▸ HOW TO COMPLETE THIS TASK: Give the listing again character for character, but drop the images.

▸ MATERIAL PROVIDED:
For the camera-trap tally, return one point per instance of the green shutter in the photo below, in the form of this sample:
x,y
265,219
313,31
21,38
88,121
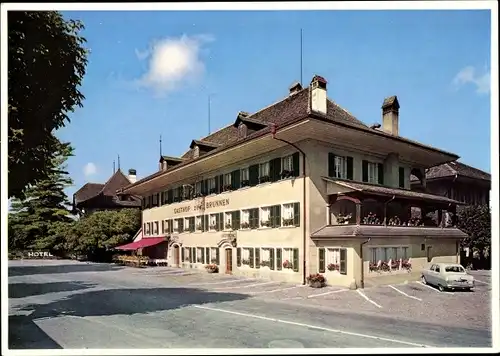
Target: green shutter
x,y
251,257
271,258
380,174
275,169
343,261
257,257
253,175
401,177
296,214
350,168
331,165
295,259
235,179
321,252
365,170
278,259
295,165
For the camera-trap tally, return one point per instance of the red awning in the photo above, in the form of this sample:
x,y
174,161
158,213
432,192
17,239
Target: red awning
x,y
145,242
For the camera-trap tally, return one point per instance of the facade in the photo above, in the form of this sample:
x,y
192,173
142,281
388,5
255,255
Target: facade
x,y
458,181
296,188
95,196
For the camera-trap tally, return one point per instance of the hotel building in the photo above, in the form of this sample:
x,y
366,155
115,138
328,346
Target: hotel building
x,y
301,187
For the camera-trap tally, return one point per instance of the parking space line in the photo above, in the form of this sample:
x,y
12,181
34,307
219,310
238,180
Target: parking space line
x,y
326,293
308,326
368,299
403,293
247,286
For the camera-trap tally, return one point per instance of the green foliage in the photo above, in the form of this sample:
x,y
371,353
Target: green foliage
x,y
47,61
475,221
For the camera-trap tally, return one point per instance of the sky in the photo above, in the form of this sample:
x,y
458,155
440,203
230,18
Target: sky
x,y
151,74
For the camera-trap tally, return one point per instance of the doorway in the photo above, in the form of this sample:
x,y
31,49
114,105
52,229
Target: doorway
x,y
177,255
229,260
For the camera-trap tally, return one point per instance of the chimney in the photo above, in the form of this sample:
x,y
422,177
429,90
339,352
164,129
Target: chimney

▸ SOLUTION FOR THIS EXERCISE:
For the camera-trap tally, return one point per instance of the green shutter in the photo below, in the form of this sample:
x,y
265,219
313,31
21,38
88,121
Target: green shutter
x,y
251,257
271,258
380,174
275,169
343,261
257,257
253,175
401,177
296,214
350,168
331,165
295,259
235,179
321,252
365,170
278,259
295,165
For the camera-trap tally, return one point per instance of the red awning in the photo above, in the form of this sample:
x,y
174,161
158,213
432,192
17,239
Target: red awning
x,y
145,242
For the camera-trap tally, return one point per instance of the facade in the photo above, in the form of this sample:
x,y
192,173
142,281
388,5
255,255
Target: facade
x,y
458,181
296,188
95,196
For the camera-trap tally, return one point per instance of the hotel building in the photo above, in the form of this sample:
x,y
366,155
115,138
328,346
Target: hotel building
x,y
301,187
For the camera-trap tally, return one point per instance of the parking space line in the photo above, in the form of this sample:
x,y
12,181
34,307
219,310
238,180
Target: parking space line
x,y
326,293
308,326
368,299
403,293
247,286
For the camera-trap tally, return one point per instance of the green foliage in the photo above, in the form of this sample:
x,y
371,353
Target: green foliage
x,y
47,61
475,221
For the camera-trap tally, return one point per instance of the sky in the photo above, in the form of this sample:
x,y
458,155
440,203
230,18
Target: sky
x,y
151,74
For the camera-trap tally, return one point per instance of the doorway in the photo above, in the form of this sample:
x,y
31,49
114,105
52,229
Target: doorway
x,y
177,255
229,260
For the camera-trap tally, return one point per instance of the chimney in the photo above, in the form of this sample:
x,y
422,177
429,90
339,352
164,129
Target: chimney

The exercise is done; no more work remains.